=== ESTRATTO FORNITO ===
Una responsabilità solo politica

di Mountain Wilderness Italia

Nelle giornate del 7, 8 e 9 agosto 1993 Mountain Wilderness Italia, Legambiente e S.O.S. Dolomites organizzarono a Cortina d’Ampezzo un’articolata iniziativa tesa a proporre all’UNESCO l’inserimento dell’intero arco delle Dolomiti nell’elenco dei grandi Monumenti del Mondo (World Heritage). In soli tre giorni si raccolsero oltre 10.000 firme. L’iniziativa venne portata all’attenzione del Ministero dei Beni Culturali italiano. Da lì ebbe inizio un lungo processo istituzionale, culturale e sociale, non privo di difficoltà, che condusse al successo di Siviglia, quando il 26 giugno 2009 le Dolomiti vennero dichiarate dall’UNESCO Patrimonio naturale dell’umanità.

La scelta del patrimonio naturale fin da subito fu aspramente criticata dall’associazione in quanto l’aver scelto di tutelare solo gli ambiti rocciosi e le aree già parco naturale o inserite in Rete Natura 2000 impediva l’avvio di un progetto di tutela complessiva dell’area dolomitica compresa fra i fondovalle fino agli alpeggi e alle fantastiche rocce (Convegno di Pieve di Cadore, 2010).
===
> _ELENCO DEI COMPITI_:
1 > Risponda alle seguenti domande in base all'estratto.
(a) In quali giornate si svolse l'iniziativa organizzata a Cortina d'Ampezzo?
(b) Quante firme si raccolsero in soli tre giorni?
(c) In quale data le Dolomiti vennero dichiarate dall'UNESCO Patrimonio naturale dell'umanità?
2 > Modifichi il passo dell'estratto compreso tra "La scelta del" e "di Cadore, 2010).", estremi inclusi, sostituendo "aspramente" con "duramente".
=== DATI GREZZI ===
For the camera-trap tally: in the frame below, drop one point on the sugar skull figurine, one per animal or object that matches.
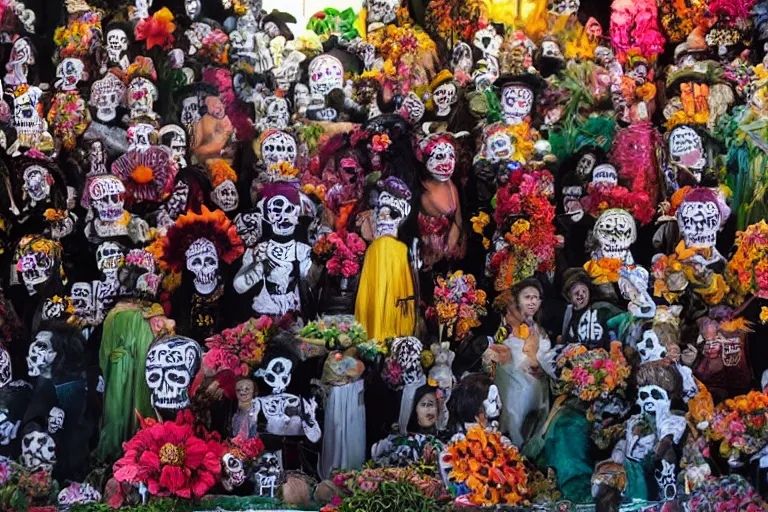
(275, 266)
===
=== DATI GREZZI ===
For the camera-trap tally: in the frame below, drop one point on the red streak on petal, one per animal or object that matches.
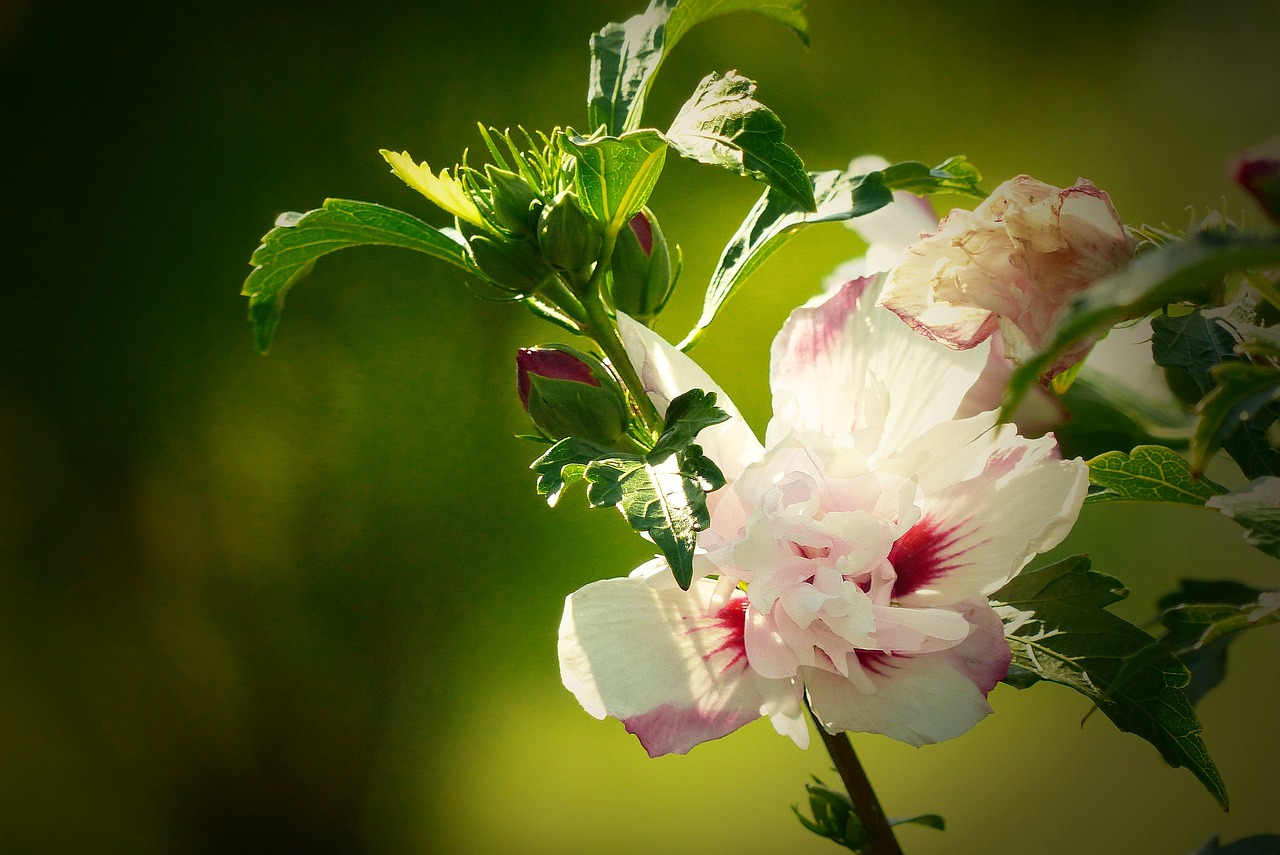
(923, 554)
===
> _SOLUZIONI DEI COMPITI_:
1 >
(a) Il 7, l'8 e il 9 agosto 1993.
(b) Oltre 10.000.
(c) Il 26 giugno 2009.

2 >
La scelta del patrimonio naturale fin da subito fu duramente criticata dall’associazione in quanto l’aver scelto di tutelare solo gli ambiti rocciosi e le aree già parco naturale o inserite in Rete Natura 2000 impediva l’avvio di un progetto di tutela complessiva dell’area dolomitica compresa fra i fondovalle fino agli alpeggi e alle fantastiche rocce (Convegno di Pieve di Cadore, 2010).